[Dataset entries]

-- Opening Marker --

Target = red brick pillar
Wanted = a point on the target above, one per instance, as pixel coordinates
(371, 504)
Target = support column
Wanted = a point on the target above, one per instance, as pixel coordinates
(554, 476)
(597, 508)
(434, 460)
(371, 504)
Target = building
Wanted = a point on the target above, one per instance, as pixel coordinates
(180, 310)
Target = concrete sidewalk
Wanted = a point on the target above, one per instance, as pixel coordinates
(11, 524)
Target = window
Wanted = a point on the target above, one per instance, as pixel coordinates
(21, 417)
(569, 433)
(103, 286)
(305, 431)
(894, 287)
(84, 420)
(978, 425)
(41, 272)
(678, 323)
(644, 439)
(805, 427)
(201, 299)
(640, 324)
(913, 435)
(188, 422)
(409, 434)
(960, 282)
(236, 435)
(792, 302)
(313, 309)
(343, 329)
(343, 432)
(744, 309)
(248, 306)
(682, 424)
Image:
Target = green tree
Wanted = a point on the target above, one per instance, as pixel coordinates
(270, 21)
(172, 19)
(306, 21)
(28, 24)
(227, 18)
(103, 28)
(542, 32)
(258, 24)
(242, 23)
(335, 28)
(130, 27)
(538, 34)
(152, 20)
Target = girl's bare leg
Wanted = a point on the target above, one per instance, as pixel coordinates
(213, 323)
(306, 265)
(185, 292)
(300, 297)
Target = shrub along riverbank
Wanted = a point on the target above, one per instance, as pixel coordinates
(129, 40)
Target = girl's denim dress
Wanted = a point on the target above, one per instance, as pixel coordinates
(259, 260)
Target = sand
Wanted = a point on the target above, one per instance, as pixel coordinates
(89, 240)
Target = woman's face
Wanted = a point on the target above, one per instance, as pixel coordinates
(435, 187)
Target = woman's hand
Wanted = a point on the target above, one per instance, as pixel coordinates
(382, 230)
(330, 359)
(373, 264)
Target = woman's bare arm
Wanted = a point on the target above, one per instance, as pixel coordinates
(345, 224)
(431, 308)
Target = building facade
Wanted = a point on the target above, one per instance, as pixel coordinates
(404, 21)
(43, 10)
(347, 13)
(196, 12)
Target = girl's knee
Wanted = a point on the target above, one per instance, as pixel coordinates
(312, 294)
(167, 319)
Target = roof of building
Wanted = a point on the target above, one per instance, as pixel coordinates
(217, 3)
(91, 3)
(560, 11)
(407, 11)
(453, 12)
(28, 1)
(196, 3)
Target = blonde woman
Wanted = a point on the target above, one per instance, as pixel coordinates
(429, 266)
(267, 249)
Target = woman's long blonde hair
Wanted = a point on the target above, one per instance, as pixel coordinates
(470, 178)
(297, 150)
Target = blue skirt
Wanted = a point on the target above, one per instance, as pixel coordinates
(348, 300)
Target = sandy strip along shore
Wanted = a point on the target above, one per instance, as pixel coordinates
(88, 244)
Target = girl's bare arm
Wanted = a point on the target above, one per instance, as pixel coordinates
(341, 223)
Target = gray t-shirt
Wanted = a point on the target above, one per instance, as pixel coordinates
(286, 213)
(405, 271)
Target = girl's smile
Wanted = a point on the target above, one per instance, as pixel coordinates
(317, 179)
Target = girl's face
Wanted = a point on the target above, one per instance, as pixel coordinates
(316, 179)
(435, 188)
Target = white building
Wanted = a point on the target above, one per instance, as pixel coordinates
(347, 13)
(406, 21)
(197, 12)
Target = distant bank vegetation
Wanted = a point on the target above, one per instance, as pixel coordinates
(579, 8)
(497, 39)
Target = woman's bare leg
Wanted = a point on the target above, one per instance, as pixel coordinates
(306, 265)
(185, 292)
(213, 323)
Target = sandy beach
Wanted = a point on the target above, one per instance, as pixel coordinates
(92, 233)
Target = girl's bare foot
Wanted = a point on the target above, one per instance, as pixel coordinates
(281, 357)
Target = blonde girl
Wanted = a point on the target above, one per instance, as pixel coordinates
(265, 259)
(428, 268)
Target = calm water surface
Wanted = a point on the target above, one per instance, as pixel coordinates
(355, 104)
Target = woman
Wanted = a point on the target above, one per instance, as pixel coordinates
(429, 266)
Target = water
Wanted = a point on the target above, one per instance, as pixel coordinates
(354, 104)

-- Closing Marker --

● **Exercise details**: Note every line of the entries in which "woman" appears, and copy it down.

● **Reply to the exercise**:
Target = woman's face
Target = woman's hand
Target = woman's bare arm
Target = blonde woman
Target = woman's long blonde hair
Target = woman's bare leg
Target = woman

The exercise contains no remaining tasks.